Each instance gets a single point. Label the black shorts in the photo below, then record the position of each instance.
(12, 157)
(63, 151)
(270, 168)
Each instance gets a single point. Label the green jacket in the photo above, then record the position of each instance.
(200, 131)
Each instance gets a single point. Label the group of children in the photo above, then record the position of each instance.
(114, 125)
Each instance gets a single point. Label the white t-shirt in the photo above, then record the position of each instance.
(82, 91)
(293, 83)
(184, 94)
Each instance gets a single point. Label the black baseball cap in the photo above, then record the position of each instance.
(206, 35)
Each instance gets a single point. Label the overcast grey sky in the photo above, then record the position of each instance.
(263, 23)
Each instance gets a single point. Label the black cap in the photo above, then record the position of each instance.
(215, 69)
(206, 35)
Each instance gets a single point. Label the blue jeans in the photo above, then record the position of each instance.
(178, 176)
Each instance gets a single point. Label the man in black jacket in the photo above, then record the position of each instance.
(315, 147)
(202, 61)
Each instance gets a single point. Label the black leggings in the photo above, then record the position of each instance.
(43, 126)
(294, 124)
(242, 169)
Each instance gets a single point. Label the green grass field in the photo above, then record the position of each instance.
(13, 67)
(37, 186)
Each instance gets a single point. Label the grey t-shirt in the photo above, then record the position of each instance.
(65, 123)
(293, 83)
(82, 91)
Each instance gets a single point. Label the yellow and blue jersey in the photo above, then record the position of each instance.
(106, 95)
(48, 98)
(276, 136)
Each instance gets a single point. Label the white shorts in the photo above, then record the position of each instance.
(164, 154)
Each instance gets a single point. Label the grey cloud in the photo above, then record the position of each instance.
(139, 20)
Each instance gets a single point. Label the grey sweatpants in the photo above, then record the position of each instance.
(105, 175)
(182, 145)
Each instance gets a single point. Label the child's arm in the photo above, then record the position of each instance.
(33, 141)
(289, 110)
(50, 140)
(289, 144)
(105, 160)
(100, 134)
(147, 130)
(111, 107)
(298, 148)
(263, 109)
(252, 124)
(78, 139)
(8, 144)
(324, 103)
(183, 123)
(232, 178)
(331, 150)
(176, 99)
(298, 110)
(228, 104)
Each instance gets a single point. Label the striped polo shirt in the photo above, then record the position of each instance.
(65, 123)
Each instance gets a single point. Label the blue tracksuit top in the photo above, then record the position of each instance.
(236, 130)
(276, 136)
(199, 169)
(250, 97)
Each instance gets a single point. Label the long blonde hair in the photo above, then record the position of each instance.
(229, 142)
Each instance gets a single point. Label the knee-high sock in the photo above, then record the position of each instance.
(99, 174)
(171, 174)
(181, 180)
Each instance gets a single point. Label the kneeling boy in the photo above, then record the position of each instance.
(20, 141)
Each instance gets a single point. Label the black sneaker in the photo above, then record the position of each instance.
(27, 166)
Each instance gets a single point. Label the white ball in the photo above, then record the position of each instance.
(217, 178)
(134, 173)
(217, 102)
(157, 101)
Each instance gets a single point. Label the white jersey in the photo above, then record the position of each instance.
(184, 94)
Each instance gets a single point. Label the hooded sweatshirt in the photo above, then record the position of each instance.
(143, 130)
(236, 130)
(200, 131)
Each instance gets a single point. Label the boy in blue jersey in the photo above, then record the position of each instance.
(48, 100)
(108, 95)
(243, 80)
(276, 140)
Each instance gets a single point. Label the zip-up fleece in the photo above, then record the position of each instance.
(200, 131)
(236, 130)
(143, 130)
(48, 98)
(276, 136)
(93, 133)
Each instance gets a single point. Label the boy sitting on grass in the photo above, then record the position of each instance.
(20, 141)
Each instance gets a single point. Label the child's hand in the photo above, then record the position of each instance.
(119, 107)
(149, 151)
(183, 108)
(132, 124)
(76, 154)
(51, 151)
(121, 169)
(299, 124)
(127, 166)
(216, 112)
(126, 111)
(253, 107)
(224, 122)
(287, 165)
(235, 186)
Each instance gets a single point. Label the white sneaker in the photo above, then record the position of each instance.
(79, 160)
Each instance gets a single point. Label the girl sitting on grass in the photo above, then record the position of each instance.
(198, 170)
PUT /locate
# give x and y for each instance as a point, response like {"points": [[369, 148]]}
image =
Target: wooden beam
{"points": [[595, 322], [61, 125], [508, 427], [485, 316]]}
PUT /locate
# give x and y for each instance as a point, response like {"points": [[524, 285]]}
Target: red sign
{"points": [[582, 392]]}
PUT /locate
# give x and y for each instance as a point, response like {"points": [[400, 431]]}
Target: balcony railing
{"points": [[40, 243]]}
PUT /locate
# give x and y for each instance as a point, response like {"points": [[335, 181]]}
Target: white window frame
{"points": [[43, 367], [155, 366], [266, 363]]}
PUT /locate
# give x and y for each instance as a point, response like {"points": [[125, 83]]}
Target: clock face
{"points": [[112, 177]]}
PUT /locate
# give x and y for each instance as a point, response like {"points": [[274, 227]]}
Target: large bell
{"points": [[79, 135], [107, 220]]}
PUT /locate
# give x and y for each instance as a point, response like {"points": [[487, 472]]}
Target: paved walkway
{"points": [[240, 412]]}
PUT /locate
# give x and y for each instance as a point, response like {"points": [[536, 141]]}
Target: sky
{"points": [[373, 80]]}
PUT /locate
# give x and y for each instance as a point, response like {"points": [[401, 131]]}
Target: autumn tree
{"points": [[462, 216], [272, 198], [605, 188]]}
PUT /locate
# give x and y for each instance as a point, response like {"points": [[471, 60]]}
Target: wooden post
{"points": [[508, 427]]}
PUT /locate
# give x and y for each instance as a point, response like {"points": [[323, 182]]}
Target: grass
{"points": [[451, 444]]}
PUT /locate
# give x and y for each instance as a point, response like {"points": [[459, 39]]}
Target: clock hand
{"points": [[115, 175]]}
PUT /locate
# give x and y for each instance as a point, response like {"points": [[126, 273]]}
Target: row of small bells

==================================================

**AIM OF THE TASK**. Going line by line, copy the data above exactly.

**WRITTEN REPLY**.
Each instance gets a single point. Label the black shorts in the photo below, then record the position of each instance.
(12, 157)
(63, 151)
(270, 168)
Each instance gets a single point. Label the green jacket in the photo above, then record the position of each instance.
(200, 131)
Each instance gets a single point. Label the group of children in the photo above, then record the position of each instance.
(114, 125)
Each instance gets a single point. Label the white t-shirt in the photo above, then record the position of each instance.
(82, 91)
(293, 83)
(184, 94)
Each instance gets a single point. Label the black baseball cap in the photo above, then record the position of each instance.
(206, 35)
Each instance gets a single point. Label the overcast grey sky in the photo above, then record the position of each instance.
(263, 23)
Each instance gets a single point. Label the black cap in the photo above, then record the position of each instance.
(215, 69)
(206, 35)
Each instance gets a single point. Label the blue jeans in the photo above, then record the position of each instance.
(178, 176)
Each instance gets a single point. Label the man in black jacket in the photo above, then record the position of each instance.
(315, 147)
(202, 61)
Each instance gets a single point. Label the black leggings in the photo above, then record the position of each instance.
(43, 126)
(294, 124)
(242, 169)
Each instance gets a single point. Label the green grass field in the photo above, then record the position of each instance.
(13, 67)
(37, 186)
Each instance gets a single point. Label the grey t-shirt in the photo above, then record the position of each instance.
(65, 123)
(293, 83)
(82, 91)
Each instance gets a single point. Label the yellow and blue jersey in the photo above, then record the position of each instance.
(106, 95)
(48, 98)
(276, 136)
Each instance gets a single point. Label the white shorts in the photo above, then record the position of each instance.
(164, 154)
Each instance gets a single point. Label the grey cloud in the photo above, then record the position of each instance.
(139, 20)
Each instance gets a single point. Label the grey sweatpants in the photo above, then record the position of each instance.
(105, 175)
(182, 145)
Each instance gets a single point. Label the child's arm in the photo above, then record the position of each instance.
(33, 141)
(289, 110)
(50, 140)
(289, 144)
(105, 160)
(100, 134)
(147, 130)
(111, 107)
(298, 148)
(263, 109)
(252, 124)
(78, 139)
(8, 144)
(324, 103)
(183, 123)
(232, 178)
(331, 150)
(176, 99)
(298, 110)
(228, 104)
Each instance gets a single point. Label the striped polo shirt in the photo above, then record the position of each instance.
(65, 123)
Each instance gets a single point. Label the blue tracksuit top in the photo above, then record the position of each instance.
(236, 130)
(276, 136)
(199, 169)
(250, 97)
Each instance gets a single point. Label the long blonde hair in the photo above, then record the position of each instance.
(229, 142)
Each instance gets a single point. Label the knee-high sock in the photo above, then record the position of each instance.
(99, 174)
(171, 174)
(181, 180)
Each instance gets a single point. Label the kneeling boy in the photo above, then record the position of each instance.
(20, 141)
Each instance gets a single point. Label the black sneaker in the photo above, then record the position of each instance.
(27, 166)
Each instance gets a single point. Label the white ball in the photo above, then record the position of each instance.
(217, 178)
(134, 173)
(217, 102)
(157, 101)
Each instance gets a single point. Label the white jersey in the photo above, then record the position of each instance.
(184, 94)
Each instance gets a single point. Label the hooded sweatshirt in the photo above, then record the position of each instance.
(143, 130)
(236, 130)
(200, 131)
Each instance gets a single point. Label the boy in blue jersey in the photo above, then record the position of each instance.
(48, 100)
(108, 95)
(243, 80)
(276, 140)
Each instance gets a single point. Label the zip-up fleece in the photo above, then record the position of each instance.
(200, 131)
(236, 130)
(143, 130)
(48, 98)
(276, 136)
(93, 133)
Each instance gets a single point. Label the boy sitting on grass in the photo above, then record the position of each instance.
(20, 141)
Each instance gets a single point. Label the child's hand in the photo above, then record the position of each instance.
(119, 107)
(149, 151)
(183, 108)
(132, 124)
(76, 154)
(51, 151)
(121, 169)
(299, 124)
(127, 166)
(216, 112)
(126, 111)
(253, 107)
(224, 122)
(287, 165)
(235, 186)
Each instance gets a single point. Label the white sneaker in the photo above, then record the position of each instance.
(79, 160)
Each instance gets a single point. Label the girl sitting on grass in the photo above, then record the position of each instance.
(198, 170)
PUT /locate
# give x and y for each instance as a point, response like {"points": [[369, 148]]}
image =
Target: wooden beam
{"points": [[595, 322], [61, 125], [508, 427], [485, 316]]}
PUT /locate
# give x and y for each instance as a point, response like {"points": [[524, 285]]}
Target: red sign
{"points": [[582, 392]]}
PUT /locate
# give x and y for each instance as a point, response like {"points": [[400, 431]]}
Target: balcony railing
{"points": [[40, 243]]}
PUT /locate
# give x and y for each instance as a point, response like {"points": [[335, 181]]}
Target: white window frame
{"points": [[43, 367], [155, 366], [266, 363]]}
PUT /locate
# give x and y for each instance as a point, response like {"points": [[125, 83]]}
Target: clock face
{"points": [[112, 177]]}
PUT /locate
# give x and y for each instance as a point, response like {"points": [[274, 227]]}
Target: large bell
{"points": [[79, 135], [107, 220]]}
PUT /locate
# give x and y for each instance as a point, response like {"points": [[487, 472]]}
Target: paved walkway
{"points": [[240, 412]]}
PUT /locate
# give x and y for each instance as a point, response like {"points": [[536, 141]]}
Target: sky
{"points": [[373, 80]]}
PUT /locate
# give x and y for each instance as a point, response like {"points": [[401, 131]]}
Target: autumn tree
{"points": [[462, 216], [272, 198], [605, 188]]}
PUT /locate
# give x and y for each instance as a point, response like {"points": [[471, 60]]}
Target: wooden post
{"points": [[508, 427]]}
PUT /locate
# give x and y for each instance as a point, response like {"points": [[323, 182]]}
Target: grass
{"points": [[451, 444]]}
PUT /locate
# give x and y for each instance as a point, response like {"points": [[459, 39]]}
Target: clock hand
{"points": [[115, 175]]}
PUT /locate
# give x and y for each instance as a point, response like {"points": [[126, 273]]}
Target: row of small bells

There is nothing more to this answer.